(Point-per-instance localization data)
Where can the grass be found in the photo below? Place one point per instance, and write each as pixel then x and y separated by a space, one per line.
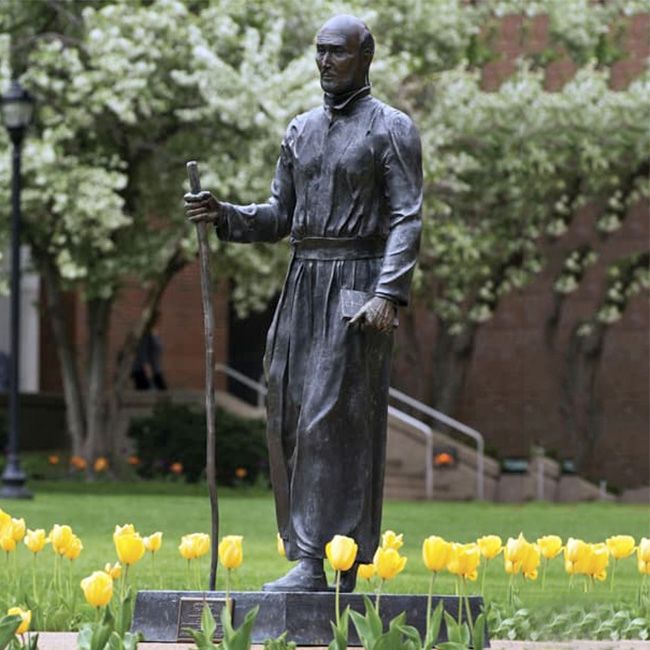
pixel 176 509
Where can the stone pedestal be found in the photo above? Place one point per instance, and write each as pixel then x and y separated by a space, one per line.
pixel 161 616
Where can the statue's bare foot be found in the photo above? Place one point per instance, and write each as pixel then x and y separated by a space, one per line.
pixel 307 575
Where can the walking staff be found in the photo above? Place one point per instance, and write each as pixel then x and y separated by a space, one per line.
pixel 208 327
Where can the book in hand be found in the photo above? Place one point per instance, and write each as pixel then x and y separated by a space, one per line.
pixel 352 301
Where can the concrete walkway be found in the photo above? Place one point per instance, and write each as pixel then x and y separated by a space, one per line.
pixel 68 641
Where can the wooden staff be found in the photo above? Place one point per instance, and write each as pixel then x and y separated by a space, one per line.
pixel 208 327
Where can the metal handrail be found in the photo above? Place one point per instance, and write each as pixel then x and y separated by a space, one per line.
pixel 427 431
pixel 457 426
pixel 242 378
pixel 396 413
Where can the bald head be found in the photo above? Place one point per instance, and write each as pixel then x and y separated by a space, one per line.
pixel 344 51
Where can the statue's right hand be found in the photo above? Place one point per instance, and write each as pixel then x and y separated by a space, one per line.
pixel 202 207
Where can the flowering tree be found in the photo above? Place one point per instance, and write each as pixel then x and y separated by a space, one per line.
pixel 129 91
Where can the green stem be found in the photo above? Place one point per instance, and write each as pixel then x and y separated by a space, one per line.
pixel 485 565
pixel 611 580
pixel 429 599
pixel 467 609
pixel 34 575
pixel 381 584
pixel 336 600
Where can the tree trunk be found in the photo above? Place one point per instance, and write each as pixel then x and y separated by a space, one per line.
pixel 127 353
pixel 73 395
pixel 99 311
pixel 452 355
pixel 581 408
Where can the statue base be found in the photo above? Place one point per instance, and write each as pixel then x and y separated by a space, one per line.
pixel 163 616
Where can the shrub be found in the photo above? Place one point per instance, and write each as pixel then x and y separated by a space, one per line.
pixel 176 434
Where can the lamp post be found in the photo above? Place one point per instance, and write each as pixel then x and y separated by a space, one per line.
pixel 17 108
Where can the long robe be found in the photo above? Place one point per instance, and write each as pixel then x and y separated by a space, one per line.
pixel 348 192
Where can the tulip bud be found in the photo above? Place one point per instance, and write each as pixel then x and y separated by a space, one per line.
pixel 153 542
pixel 25 615
pixel 128 546
pixel 231 552
pixel 388 563
pixel 621 546
pixel 490 546
pixel 115 570
pixel 60 536
pixel 550 546
pixel 464 560
pixel 35 540
pixel 391 540
pixel 98 588
pixel 435 553
pixel 18 528
pixel 341 552
pixel 366 571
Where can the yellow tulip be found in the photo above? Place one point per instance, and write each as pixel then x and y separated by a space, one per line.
pixel 341 552
pixel 194 545
pixel 74 548
pixel 231 551
pixel 35 540
pixel 550 546
pixel 153 542
pixel 435 553
pixel 575 555
pixel 18 528
pixel 5 522
pixel 621 546
pixel 115 570
pixel 464 560
pixel 531 562
pixel 126 529
pixel 598 560
pixel 391 540
pixel 366 571
pixel 8 543
pixel 388 563
pixel 25 615
pixel 98 588
pixel 643 556
pixel 490 545
pixel 279 545
pixel 514 553
pixel 60 536
pixel 129 547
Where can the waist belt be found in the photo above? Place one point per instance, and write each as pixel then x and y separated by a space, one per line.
pixel 334 248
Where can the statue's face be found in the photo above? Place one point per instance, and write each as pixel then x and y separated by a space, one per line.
pixel 341 64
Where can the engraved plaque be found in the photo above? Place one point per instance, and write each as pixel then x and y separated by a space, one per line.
pixel 189 615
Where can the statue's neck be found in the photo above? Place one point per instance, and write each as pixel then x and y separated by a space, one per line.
pixel 342 101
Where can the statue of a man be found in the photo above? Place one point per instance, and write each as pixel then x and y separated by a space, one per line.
pixel 348 193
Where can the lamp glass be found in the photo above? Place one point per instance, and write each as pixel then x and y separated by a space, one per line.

▶ Your instructions: Retype each entry precisely. Skip images entirely.

▶ Task result:
Where can the grass be found in the photo below? Place one point per instance, and write each as pixel then x and y separated by a space, one per line.
pixel 176 509
Where can the stone pedestal be found in the photo above? Place one point per instance, and write each as pixel then x and y separated by a space, one per line.
pixel 161 616
Where can the statue's bare foot be found in the photo above? Place one point per instance, and write each as pixel then x and y separated by a space, one per line.
pixel 307 575
Where can the walking staff be found in the photo above? Place one point per instance, and write each as pixel then x and y separated by a space, one per line.
pixel 208 327
Where can the book in hand be found in the photo above? Place one point per instance, and write each as pixel then x and y separated by a space, one per line.
pixel 352 301
Where can the concrete walkway be found in the photo above? Place one point per instance, and write each as pixel then x and y separated by a space, one per line.
pixel 68 641
Where can the wooden staff be found in the photo above? Place one point per instance, and write each as pixel then x and y separated by a space, one per line.
pixel 208 327
Where can the metal handrail be found in the photo above? Place one point per instance, and write each as pixel then x and y separated by a space, one per line.
pixel 427 431
pixel 457 426
pixel 242 378
pixel 396 413
Where can the bald head be found in the photo above? Place one point per instance, and write each as pixel then x and y separated by a space, one per line.
pixel 344 51
Where can the statue's right hand be found in the photo above? Place one point per instance, and write each as pixel then x and y separated by a space, one per line.
pixel 202 207
Where can the flowering tree be found in the photo above? Place one point per instance, and write each as pixel then x and y separated by a space, one per line.
pixel 129 91
Where can the green stem be found in the photo above? Place one point per instance, and write each as pixel then x and y separated by a space, one per line.
pixel 485 565
pixel 611 580
pixel 429 599
pixel 467 609
pixel 34 575
pixel 381 584
pixel 336 600
Where can the tree trunk be found in the photo above? Place one point per instance, and write each as pixel then x and y separated by a space, one per line.
pixel 127 353
pixel 73 395
pixel 99 311
pixel 452 355
pixel 581 408
Where can the statue base be found in the photo above? Place one point per instance, and write each as pixel then x and y separated by a space, one per line.
pixel 163 616
Where can the shrub be found in the photo above? Place one point per instance, and write each as pixel then x and y separated by a space, one per line.
pixel 176 434
Where can the lamp post be found in the photo above? Place one point per instance, and write each as pixel then x and y separated by a space, one per line.
pixel 17 108
Where can the long robe be found in the photo above? Place one point per instance, and write each as pixel then x and y separated by a space, one per line.
pixel 348 192
Where can the tulip bud be found in the photo above? Place one point per instance, and write each as pixel then x and y separated by a space, one per line.
pixel 153 542
pixel 25 615
pixel 128 546
pixel 231 552
pixel 388 563
pixel 621 546
pixel 490 546
pixel 115 570
pixel 60 536
pixel 550 546
pixel 464 560
pixel 35 540
pixel 391 540
pixel 98 588
pixel 435 553
pixel 18 528
pixel 341 552
pixel 366 571
Where can the yellow tulip be found in the photo above? Place one point per instance, and write each as pixel then x and y separated by a space, one per line.
pixel 341 552
pixel 194 545
pixel 74 548
pixel 231 551
pixel 35 540
pixel 550 546
pixel 153 542
pixel 435 553
pixel 575 555
pixel 18 528
pixel 5 522
pixel 621 546
pixel 115 570
pixel 464 560
pixel 531 562
pixel 126 529
pixel 598 560
pixel 391 540
pixel 366 571
pixel 8 543
pixel 388 563
pixel 25 615
pixel 98 588
pixel 643 556
pixel 490 545
pixel 279 545
pixel 514 553
pixel 60 536
pixel 129 547
Where can the waist belt be found in the photo above? Place one point per instance, and write each as pixel then x and y separated by a space, one per line.
pixel 334 248
Where can the statue's face be found in the photo above? Place one point per instance, and write each as pixel then x and y separated by a space, one per line.
pixel 341 64
Where can the engraved plaque be found in the photo above? Place one point per instance, and write each as pixel then x and y separated by a space, one per line.
pixel 189 615
Where can the statue's neck be found in the photo above? Place one point per instance, and write each as pixel then x and y separated by a space, one per line.
pixel 342 101
Where can the statue of a man be found in the photo above? Place one point per instance, and write each as pixel then x and y separated by a space, one per line.
pixel 348 193
Where can the lamp glass be found in the photo above? Place one point per instance, and write each as pixel then x and y separated by a space, one per line.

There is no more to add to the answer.